◆ OBJECTIVE ◆
Starting at the line that contains "Put a marker on every instance of the logo" and continuing through the end of the records, convert the lines into a JSON list of strings with one string per line. Leave out blank lines.

▼

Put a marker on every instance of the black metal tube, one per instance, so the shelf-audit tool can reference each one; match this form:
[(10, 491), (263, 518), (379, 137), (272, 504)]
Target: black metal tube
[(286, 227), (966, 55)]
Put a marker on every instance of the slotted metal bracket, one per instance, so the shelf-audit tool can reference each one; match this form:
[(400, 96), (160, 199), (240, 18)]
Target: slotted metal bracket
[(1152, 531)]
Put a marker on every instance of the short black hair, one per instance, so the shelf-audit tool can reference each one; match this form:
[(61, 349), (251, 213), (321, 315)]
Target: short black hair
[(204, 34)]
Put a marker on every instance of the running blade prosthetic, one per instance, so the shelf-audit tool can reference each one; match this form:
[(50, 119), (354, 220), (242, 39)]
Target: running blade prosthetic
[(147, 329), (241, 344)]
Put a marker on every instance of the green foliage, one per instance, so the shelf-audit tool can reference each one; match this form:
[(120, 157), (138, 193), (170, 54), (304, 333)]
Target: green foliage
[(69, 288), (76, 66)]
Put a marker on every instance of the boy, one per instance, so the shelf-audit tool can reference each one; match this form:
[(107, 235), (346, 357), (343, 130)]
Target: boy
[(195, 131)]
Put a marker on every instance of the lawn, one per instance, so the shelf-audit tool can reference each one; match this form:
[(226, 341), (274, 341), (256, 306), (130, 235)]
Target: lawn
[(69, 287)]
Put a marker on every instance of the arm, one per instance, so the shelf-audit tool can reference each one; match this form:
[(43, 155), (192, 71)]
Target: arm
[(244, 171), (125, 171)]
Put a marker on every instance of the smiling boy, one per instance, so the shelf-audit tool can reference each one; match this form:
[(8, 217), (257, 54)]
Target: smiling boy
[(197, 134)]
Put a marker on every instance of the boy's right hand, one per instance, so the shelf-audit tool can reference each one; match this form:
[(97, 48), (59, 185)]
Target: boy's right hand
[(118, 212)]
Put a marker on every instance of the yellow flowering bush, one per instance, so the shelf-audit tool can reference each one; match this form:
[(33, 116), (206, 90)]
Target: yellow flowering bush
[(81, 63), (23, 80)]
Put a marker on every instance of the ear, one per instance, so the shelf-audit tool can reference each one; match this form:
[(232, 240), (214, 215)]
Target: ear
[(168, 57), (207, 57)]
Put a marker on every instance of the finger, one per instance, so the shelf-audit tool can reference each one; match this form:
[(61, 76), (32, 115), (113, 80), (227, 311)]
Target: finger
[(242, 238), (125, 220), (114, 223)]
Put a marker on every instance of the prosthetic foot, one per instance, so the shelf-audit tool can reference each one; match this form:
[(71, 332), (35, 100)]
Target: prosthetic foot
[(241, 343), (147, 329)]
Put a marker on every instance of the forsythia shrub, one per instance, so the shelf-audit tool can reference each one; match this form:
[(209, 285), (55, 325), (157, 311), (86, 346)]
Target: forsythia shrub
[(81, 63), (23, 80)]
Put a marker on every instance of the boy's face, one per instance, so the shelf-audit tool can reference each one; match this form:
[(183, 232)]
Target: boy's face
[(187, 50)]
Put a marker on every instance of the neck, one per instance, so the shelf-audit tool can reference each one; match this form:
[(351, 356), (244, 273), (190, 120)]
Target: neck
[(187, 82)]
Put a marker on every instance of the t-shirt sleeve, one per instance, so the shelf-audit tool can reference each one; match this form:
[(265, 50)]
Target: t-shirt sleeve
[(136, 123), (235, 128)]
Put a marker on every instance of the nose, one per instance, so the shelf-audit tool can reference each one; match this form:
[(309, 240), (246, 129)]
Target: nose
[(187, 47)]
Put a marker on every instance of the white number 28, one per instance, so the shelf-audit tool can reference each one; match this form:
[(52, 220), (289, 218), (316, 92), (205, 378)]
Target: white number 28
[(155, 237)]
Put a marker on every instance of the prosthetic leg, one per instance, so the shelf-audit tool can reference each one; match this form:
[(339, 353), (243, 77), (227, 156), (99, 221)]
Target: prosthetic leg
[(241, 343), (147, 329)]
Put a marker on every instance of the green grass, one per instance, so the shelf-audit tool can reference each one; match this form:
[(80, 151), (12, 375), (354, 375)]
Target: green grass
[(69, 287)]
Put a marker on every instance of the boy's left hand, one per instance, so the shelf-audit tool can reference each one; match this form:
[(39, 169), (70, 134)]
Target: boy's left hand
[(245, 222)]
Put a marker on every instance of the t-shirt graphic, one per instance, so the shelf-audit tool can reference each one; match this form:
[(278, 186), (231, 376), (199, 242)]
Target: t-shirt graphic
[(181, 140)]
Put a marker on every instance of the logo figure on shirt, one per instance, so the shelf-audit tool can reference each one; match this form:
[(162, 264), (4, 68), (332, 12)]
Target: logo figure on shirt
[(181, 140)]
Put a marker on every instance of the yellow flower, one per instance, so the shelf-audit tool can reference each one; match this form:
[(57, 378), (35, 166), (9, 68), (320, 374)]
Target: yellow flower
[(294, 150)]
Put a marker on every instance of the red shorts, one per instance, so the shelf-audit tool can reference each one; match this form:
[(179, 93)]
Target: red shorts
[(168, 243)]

▲

◆ IN RESPONSE ◆
[
  "Put a marker on every instance of the logo figure on shirt, one per instance, so the shelf-audit tool can reference each one; match this form:",
  "[(162, 264), (4, 68), (332, 12)]",
  "Target: logo figure on shirt",
  "[(181, 140)]",
  "Put a marker on every instance of the yellow flower, one per instance, so the shelf-audit tool can reference each one; match this form:",
  "[(57, 378), (35, 166), (9, 68), (320, 374)]",
  "Target: yellow flower",
  "[(294, 150)]",
  "Put a marker on every instance of the red shorts, one per instance, so the shelf-audit tool can reference each one; match this form:",
  "[(179, 93)]",
  "Target: red shorts",
  "[(168, 243)]"
]